** start Extracted text **
Prepare a "minimal" version of build.gradle
file and place it in the main directory of your application.
apply plugin:'application'
mainClassName = "cern.myproject.DataAccessExample"
configurations.all {
resolutionStrategy {
force 'com.google.code.gson:gson:' + gsonVersion
eachDependency { DependencyResolveDetails details ->
if (details.requested.group.startsWith('com.fasterxml.jackson')) {
details.useVersion fasterxmlJacksonVersion
}
}
}
// Depending on your gradle version you might have to do those exclusions (prior to gradle 5.x it did not honor the exclusions from POMs).
exclude group: "org.springframework.boot", module: "spring-boot-starter-logging"
exclude group: "org.slf4j", module: "slf4j-log4j12"
exclude group: "log4j", module: "log4j"
exclude group: "log4j", module: "apache-log4j-extras"
exclude group: "ch.qos.logback", module: "logback-classic"
}
dependencies {
compile group: 'cern.nxcals', name: 'nxcals-extraction-starter', version: nxcalsVersion
compile group: 'cern.nxcals', name: 'nxcals-hadoop-pro-config', version: nxcalsVersion
compile group: 'org.springframework.boot', name: 'spring-boot-starter', version: springBootVersion
compile group: 'org.springframework.boot', name: 'spring-boot-starter-validation', version: springBootVersion
compile group: 'org.springframework.boot', name: 'spring-boot-starter-log4j2', version: springBootVersion
compile group: 'org.apache.logging.log4j', name: 'log4j-1.2-api', version: log4jVersion
compile group: 'org.apache.logging.log4j', name: 'log4j-slf4j-impl', version: log4jVersion
//Required for Yaml in Log4j2
compile group: 'com.fasterxml.jackson.core', name: 'jackson-databind', version: fasterxmlJacksonVersion
compile group: 'com.fasterxml.jackson.dataformat', name: 'jackson-dataformat-yaml', version: fasterxmlJacksonVersion
}
Important
Please note required dependencies for data extraction:
compile group: 'cern.nxcals', name: 'nxcals-extraction-starter'
compile group: 'cern.nxcals', name: 'nxcals-hadoop-pro-config'
Spring boot framework dependencies must be added as well since the stack was selected as a possible choice for our demo application (optional for data extraction itself).
Build and run the application:
../gradlew build run
Click to see expected application output...
> Task :extraction-api-examples:run
. ____ _ __ _ _
/\\ / ___'_ __ _ _(_)_ __ __ _ \ \ \ \
( ( )\___ | '_ | '_| | '_ \/ _` | \ \ \ \
\\/ ___)| |_)| | | | | || (_| | ) ) ) )
' |____| .__|_| |_|_| |_\__, | / / / /
=========|_|==============|___/=/_/_/_/
:: Spring Boot :: (v2.1.3.RELEASE)
** end Extracted text **
** start Data segment **
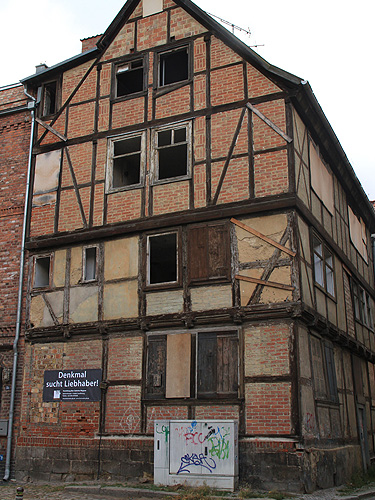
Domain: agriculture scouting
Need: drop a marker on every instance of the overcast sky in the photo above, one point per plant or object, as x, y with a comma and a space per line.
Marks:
330, 43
** end Data segment **
Set task
Answer from the Gradle build text:
(a) Which main class name does the build file assign to the application?
(b) Which two dependencies does the text identify as required for data extraction?
(c) Which command does the text give to build and run the application?
The material comes from a source separate from the Gradle build text.

Answer to the problem
(a) cern.myproject.DataAccessExample
(b) nxcals-extraction-starter and nxcals-hadoop-pro-config, both in the group cern.nxcals
(c) ../gradlew build run